* Given text
-*-*-

Gordon Connell (March 19, 1923 – June 12, 2016) was an American actor, singer, and dancer.

Personal life
Born William Gordon Connell in Berkeley, California, Connell married Jane Sperry Bennett (aka Jane Connell), a fellow actress and singer, also a native of Berkeley  in 1948. They had two daughters. Jane and Gordon began their careers performing at such San Francisco night clubs as The Purple Onion and The Hungry I.

Career
They gravitated to New York City. In the late 1950s and early 1960s, he performed in revues at the Tamiment Playhouse in the Poconos and in several of the Julius Monk nightclub revues at  Upstairs at the Downstairs, including Monk's "Pieces of Eight" and "Dressed to the Nines". He made his Broadway debut in Subways Are For Sleeping in 1961. 

Additional stage credits include Hello, Dolly!, Big River and The Human Comedy. The Connells appeared together on Broadway twice: in a musical version of Lysistrata  (1972) and The Good Doctor (1998). His television credits include Green Acres, The Love Boat, The Jeffersons, The Incredible Hulk, and Sex and the City. His sole feature film appearance was a small role in Roman Polanski's Rosemary's Baby.

-*-*-

* Dataset rows
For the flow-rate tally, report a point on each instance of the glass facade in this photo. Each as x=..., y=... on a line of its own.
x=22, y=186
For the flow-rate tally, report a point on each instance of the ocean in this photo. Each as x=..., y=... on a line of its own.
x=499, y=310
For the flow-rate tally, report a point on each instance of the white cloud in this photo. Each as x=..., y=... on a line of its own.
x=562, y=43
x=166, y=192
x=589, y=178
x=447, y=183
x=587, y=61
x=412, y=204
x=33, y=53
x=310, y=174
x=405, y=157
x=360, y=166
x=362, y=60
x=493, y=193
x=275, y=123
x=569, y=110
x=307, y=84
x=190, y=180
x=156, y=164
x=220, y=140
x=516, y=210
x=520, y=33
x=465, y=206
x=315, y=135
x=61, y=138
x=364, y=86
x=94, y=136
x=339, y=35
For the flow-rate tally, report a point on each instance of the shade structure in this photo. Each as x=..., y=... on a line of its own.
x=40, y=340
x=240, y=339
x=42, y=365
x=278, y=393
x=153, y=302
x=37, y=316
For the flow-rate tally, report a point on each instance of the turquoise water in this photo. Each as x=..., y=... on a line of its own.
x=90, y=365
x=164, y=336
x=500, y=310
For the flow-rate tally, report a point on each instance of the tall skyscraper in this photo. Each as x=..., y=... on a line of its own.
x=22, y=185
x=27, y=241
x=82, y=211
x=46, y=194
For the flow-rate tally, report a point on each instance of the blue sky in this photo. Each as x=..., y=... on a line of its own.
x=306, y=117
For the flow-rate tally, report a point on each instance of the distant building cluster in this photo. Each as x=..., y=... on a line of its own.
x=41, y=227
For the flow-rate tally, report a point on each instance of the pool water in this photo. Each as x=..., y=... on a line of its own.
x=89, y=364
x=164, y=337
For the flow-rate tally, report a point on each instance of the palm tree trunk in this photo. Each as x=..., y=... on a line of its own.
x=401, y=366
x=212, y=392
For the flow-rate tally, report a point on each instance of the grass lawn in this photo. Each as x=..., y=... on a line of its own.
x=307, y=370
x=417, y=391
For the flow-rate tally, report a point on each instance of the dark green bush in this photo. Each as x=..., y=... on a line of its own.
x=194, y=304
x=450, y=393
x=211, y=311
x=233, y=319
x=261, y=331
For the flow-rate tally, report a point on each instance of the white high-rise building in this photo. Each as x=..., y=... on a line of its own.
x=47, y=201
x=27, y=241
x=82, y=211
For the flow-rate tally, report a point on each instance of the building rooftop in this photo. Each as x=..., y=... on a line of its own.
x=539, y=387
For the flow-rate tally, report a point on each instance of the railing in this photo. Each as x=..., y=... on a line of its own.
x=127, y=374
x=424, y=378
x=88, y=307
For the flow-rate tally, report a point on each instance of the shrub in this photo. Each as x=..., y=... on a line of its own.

-*-*-

* Exercise objective
Continue the biography of Gordon Connell, picking up right after its last sentence. These rows come from a separate source, not from the Gordon Connell biography.

* Task answer
Connell was also a musical theater composer who wrote humorous cabaret songs as well as the score for the award-winning musical Bertha the Sewing Machine Girl.

Death
Jane Connell died on September 22, 2013, at age 87. Gordon Connell died on June 12, 2016, at the age of 93. Both died at Lillian Booth Actors Home of the Actors Fund in Englewood, New Jersey.

Filmography
Rosemary's Baby (1968) - Allen Stone - Guy's Agent (uncredited)

External links
 
 Gordon Connell at Internet Off-Broadway Database
 
 Jane and Gordon Connell papers, 1923-2015, held by the Billy Rose Theatre Division, New York Public Library for the Performing Arts.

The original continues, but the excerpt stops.